TASK REQUIREMENTS:
[A] In the book reviews, how old is Hopper?
[B] Using the book reviews, state whether each statement agrees with them. Answer yes or no for each, and quote the words that decide it. (i) The chapter numbers in the "Secret Coders" graphic novel are given in binary code. (ii) The artwork in Mama Seeton's Whistle is done in oil paint. (iii) The narrator of I Wish You More is a named child.

Moving to a new school is always tough, especially when it looks like it might be haunted. The first day starts out badly for twelve-year-old Hopper, as she encounters a creepy janitor and a bunch of bullies. Eventually, along with her new friend Eni, Hopper gets wrapped up in the mystery of the school, which involves four-eyed birds and a leaf-blowing robot turtle. This graphic novel from the “Secret Coders” series is an engaging story and, using relatable examples, is a great introduction to binary code. Students who are intimidated by computers and coding will not have trouble digging into this story. Several times throughout the book, the reader is even invited to actively work on cracking the codes. Each of these challenges teaches a useful lesson. Even the chapter numbers are in binary code, using the birds’ eyes! There are also personal mysteries in Hopper’s life to solve, such as her family’s issues involving her father. The artwork is expressive and comical. There is plenty of humor overall, and the story is entertaining enough that readers will not realize they are also learning at the same time. There is potential for wide audience appeal to both boys and girls, and the ending will leave the reader wanting more.

Reviewer: Lisa Czirr

I Wish You More

by Amy Krouse Rosenthal

Illustrated by Tom Lichtenheld

Simple and sweet, this collection of wishes for a young listener is perfect for sharing in an adult’s lap or poring over with a friend. The anonymous narrator, “I,” can be anyone; the situations pictured will remind a child of moments experienced, like watching a caterpillar creep slowly along, tasting a snowflake, or standing under an umbrella in pouring rain. The wishes are short, but full of wordplay and contrasts, and Lichtenheld’s imaginative multi-media illustrations expand on each with an unexpected twist that will bring a smile of recognition. Lichtenheld’s use of colors is fresh, though he excels at using blues, from a snowflake-filled sky to a dark blue night scene with a child reading by flashlight under a sheet. The final, expansive wish is for warmth, love, security, “and more.” An excellent model for beginning writers, the collaboration could lead to an illustrated classroom book of wishes, an exploration of one’s own desires, or a tender gift for someone special. Readers and teachers who want to see more from Rosenthal and Lichtenheld should try the team’s Duck! Rabbit! (Chronicle, 2009), Rosenthal’s Spoon (Disney/Hyperion, 2009), or Lichtenheld’s illustrations for Stick and Stone (HMH, 2015).

Reviewer: Barbara L. Talcroft

Mama Seeton’s Whistle

Jerry Spinelli

Illustrated by LeUyen Pham

The enduring bond between a mother and her four children is delightfully demonstrated through a simple act—the mother’s “simple, two-note whistle” to call her children home. Whether the children are young or grown, whether they are in their own backyard or scattered through the world, their mother’s whistle beckons them. Though plain and sparing, Spinelli’s words capture the affections of a close-knit family and the joys of its members through rituals of family dinners and homemade chocolate cake. They conjure a simpler time when children roamed and played at each other’s’ homes for all hours, and were only called away from friends at dinnertime by their parents. Based on Spinelli’s childhood neighbor, Mama Seeton’s character and life from a bygone era are captured perfectly by the charming illustrations, from Mama Seeton’s clothing and hair style to the cars, bicycles, and a neighbor’s black-and-white television. Rendered in ink and watercolor, the artwork effectively conveys the children’s escapades and their growth and development through the years. One scene beautifully portrays the passage of time by capturing the neighborhood during the four seasons across the page, while others show the children’s exploits through the town and then all over the world as adults. A ribbon of pink twirls through the air in the pages, showing the connection between mother and children. The words and gorgeous pictures complement each other flawlessly, sure to resonate with adult readers with its sense of nostalgia while giving its young readers a sense of comfort, safety, and love.

DATA EXCERPTS:
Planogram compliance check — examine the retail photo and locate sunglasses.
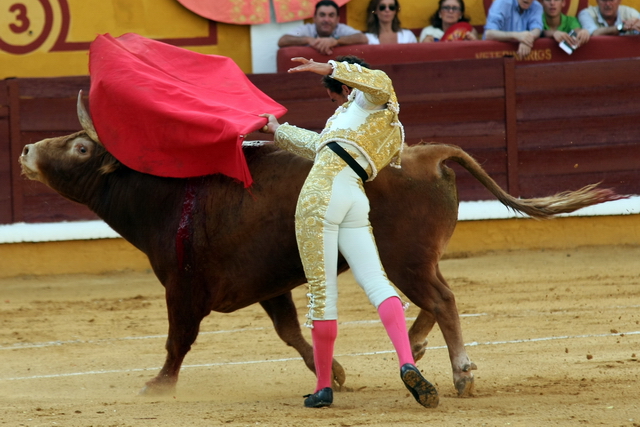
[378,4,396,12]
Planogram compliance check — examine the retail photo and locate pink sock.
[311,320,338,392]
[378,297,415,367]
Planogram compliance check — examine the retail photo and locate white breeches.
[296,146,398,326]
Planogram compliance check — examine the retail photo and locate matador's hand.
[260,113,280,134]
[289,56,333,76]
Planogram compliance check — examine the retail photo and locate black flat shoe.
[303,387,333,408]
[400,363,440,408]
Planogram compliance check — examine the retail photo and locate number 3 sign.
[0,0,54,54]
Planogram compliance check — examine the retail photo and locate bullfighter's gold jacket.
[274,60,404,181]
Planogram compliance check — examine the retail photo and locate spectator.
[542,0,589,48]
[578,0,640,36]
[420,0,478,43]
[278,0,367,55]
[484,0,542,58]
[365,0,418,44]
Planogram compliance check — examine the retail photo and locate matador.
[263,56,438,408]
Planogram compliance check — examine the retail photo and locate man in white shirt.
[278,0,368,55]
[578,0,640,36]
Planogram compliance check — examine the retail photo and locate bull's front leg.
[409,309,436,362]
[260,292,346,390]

OUTPUTS FOR THE TASKS:
[A] Twelve years old.

[B]
(i) Yes: "Even the chapter numbers are in binary code, using the birds’ eyes!"
(ii) No: "Rendered in ink and watercolor"
(iii) No: "The anonymous narrator, “I,” can be anyone"